Assigned task
For each line in the data below, write an exact copy.
*** Block opens ***
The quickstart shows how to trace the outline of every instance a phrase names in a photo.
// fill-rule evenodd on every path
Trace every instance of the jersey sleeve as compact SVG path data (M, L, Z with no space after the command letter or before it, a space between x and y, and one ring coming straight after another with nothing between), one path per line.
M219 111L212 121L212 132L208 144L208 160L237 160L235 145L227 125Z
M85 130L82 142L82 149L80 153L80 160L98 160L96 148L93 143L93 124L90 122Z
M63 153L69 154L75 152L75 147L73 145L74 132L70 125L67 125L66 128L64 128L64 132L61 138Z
*** Block closes ***
Reply to the task
The quickstart shows how to trace the outline of every instance a phrase names in a photo.
// fill-rule evenodd on every path
Trace every instance of the jersey sleeve as compact SVG path data (M, L, Z with no space after the command letter or before it, a space between x and y, and one ring coming straight after another with nothing between), one path per line.
M219 111L212 121L212 132L208 144L208 160L237 160L235 145L227 125Z
M85 130L82 142L82 149L80 153L80 160L98 160L96 148L93 143L93 124L90 122Z
M63 153L69 154L75 152L75 147L73 145L74 132L70 125L67 125L66 128L64 128L64 132L61 138Z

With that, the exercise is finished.